* Stated goal
Please rewrite the items below with every "point out" changed to "mark", keeping everything else the same.

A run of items
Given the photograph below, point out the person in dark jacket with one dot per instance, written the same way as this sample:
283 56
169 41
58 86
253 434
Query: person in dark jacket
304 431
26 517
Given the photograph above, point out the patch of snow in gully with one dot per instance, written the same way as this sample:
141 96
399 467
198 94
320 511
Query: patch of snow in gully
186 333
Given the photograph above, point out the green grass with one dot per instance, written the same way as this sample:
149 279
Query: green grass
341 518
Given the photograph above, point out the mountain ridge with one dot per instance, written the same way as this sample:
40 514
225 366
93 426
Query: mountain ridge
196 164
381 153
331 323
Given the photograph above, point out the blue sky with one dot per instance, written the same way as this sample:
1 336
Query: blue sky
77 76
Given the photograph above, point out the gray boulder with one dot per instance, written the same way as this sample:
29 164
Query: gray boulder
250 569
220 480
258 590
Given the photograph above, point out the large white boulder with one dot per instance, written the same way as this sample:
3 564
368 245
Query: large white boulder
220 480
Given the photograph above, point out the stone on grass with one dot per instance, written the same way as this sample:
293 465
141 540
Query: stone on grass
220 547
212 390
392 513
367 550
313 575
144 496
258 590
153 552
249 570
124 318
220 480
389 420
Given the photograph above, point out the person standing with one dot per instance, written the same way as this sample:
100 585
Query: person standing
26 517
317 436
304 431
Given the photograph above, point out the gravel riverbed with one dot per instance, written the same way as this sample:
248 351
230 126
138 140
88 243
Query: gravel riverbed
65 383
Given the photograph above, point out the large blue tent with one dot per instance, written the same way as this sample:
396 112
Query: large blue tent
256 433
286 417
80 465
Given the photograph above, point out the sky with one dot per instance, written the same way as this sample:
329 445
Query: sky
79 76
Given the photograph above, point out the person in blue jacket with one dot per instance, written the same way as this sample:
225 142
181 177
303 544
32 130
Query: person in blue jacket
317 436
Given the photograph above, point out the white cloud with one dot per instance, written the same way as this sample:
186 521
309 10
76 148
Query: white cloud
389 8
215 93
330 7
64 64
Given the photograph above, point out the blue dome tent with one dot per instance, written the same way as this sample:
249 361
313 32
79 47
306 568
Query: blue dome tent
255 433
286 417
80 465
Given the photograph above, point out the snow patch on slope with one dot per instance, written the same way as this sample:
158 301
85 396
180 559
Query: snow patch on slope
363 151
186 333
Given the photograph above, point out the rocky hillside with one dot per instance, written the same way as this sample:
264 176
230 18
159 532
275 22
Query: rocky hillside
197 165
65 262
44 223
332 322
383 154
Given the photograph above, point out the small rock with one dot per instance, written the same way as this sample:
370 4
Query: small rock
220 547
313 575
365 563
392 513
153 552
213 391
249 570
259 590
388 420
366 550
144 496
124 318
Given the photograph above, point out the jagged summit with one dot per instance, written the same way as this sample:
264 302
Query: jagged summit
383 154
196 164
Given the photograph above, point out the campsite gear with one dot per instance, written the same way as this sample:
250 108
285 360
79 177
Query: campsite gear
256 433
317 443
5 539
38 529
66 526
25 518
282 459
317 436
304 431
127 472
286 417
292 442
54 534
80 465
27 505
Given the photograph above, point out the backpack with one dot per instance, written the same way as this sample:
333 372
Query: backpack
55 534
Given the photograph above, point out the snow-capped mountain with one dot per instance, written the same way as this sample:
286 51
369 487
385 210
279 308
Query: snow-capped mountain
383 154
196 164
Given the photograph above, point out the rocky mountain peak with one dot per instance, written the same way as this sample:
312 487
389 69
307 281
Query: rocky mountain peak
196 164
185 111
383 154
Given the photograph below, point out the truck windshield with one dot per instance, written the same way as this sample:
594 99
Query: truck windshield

* Result
Given the photograph below, mark the person in dark jacket with one dot per instance, written the same way as this sample:
283 56
169 41
58 86
253 434
Query: person in dark jacket
304 431
26 517
Given the photograph above, mark the patch of snow in gully with one dot per instance, written the same way as this sample:
141 96
399 467
198 94
320 511
Query: patch of snow in gully
186 333
Given the photograph above, mark the green grass with one dot per instance, written the same way as this sample:
149 279
Query: green grass
341 518
Given the photograph above, mark the mountain ridge with one dot per instance, written the same way as this sample:
40 514
225 366
93 426
Query: mountain ridge
196 164
381 153
331 323
Given the photograph above, mark the blue sky with one dot per instance, written the same way as this sample:
1 336
Query: blue sky
77 76
Given the photograph above, mark the gray boulder with one dot per instance, written the same way as this sample:
29 164
Query: gray boulder
250 569
220 480
258 590
Given the photograph above, mark the large white boulder with one dot per instance, written the same way as this sample:
3 564
368 245
Query: large white boulder
220 480
Given the photograph above, mark the stone on grass with one dot per instance, written the same way as this sample:
293 465
141 540
Query: stone on grass
220 547
212 390
392 513
367 550
313 575
144 496
258 590
153 552
249 570
124 318
220 480
389 420
Given the photograph above, mark the person standing with one dot per instance, written the same way as this sample:
100 585
Query: person standing
26 517
317 436
304 431
Given the photograph above, mark the gravel riverbed with one dot per instance, written the same way as this sample:
248 351
230 126
138 140
88 243
Query: gravel riverbed
65 383
Given the photograph above, mark the large blue tent with one dot per instance, written the same way as this sample:
396 112
Query: large blue tent
256 433
286 417
80 465
Given the photograph above, mark the sky with one dot per instance, written the same way as this sample:
329 445
Query: sky
79 76
Given the photograph above, mark the person in blue jacket with one dot per instance, written the same way as this sample:
225 142
181 177
303 544
32 130
Query: person in blue jacket
317 436
Given the photograph above, mark the white cloud with one dot per instance, written the same way as this sample:
186 521
309 10
76 148
Query: white cloud
389 8
215 93
330 7
64 64
Given the photograph above, mark the blue dome tent with one dot per instance, written the same way as this sample:
249 361
313 32
79 47
306 568
Query: blue dome tent
255 433
286 417
80 465
Given the photograph above, mark the snow patch on slope with one dot per instance, written the same way as this sample:
158 301
85 396
180 559
Query: snow patch on slope
363 151
186 333
Given the photograph above, mark the rocky hillside with one dot per instance, written the same way as this sample:
264 176
230 18
159 532
275 22
Query: rocky hillside
197 165
65 262
44 223
332 322
383 154
Given the photograph above, mark the small rock with one dot per instance, written the same way as this sample:
370 4
Query: small rock
220 547
313 575
365 563
392 513
153 552
213 391
249 570
259 590
388 420
366 550
144 496
124 318
Given the photograph above, mark the jagged summit with one dot per instance, written the same way as this sample:
264 302
Query: jagged summit
383 154
196 164
Given the photograph above, mark the campsite gear with one dot per instance, written the same way as this sample:
250 108
285 360
79 177
Query: campsite gear
256 433
317 443
5 539
38 529
66 526
25 518
282 459
317 436
304 431
127 472
286 417
292 442
54 534
80 465
27 505
Given the photograph above, mark the backpack with one dot per instance, written the same way as this sample:
333 372
Query: backpack
55 534
Given the photograph above, mark the snow-capped mountain with one dot per instance, written the same way as this sample:
286 51
369 487
385 210
279 308
Query: snow-capped mountain
383 154
196 164
Given the photograph above, mark the rocky mountain peak with one dot per instance, written the same way as this sample:
312 487
389 69
307 281
Query: rocky mountain peak
196 164
185 111
383 154
Given the photograph below, mark the truck windshield with one dot per instance, written the same way as this sample:
594 99
Query: truck windshield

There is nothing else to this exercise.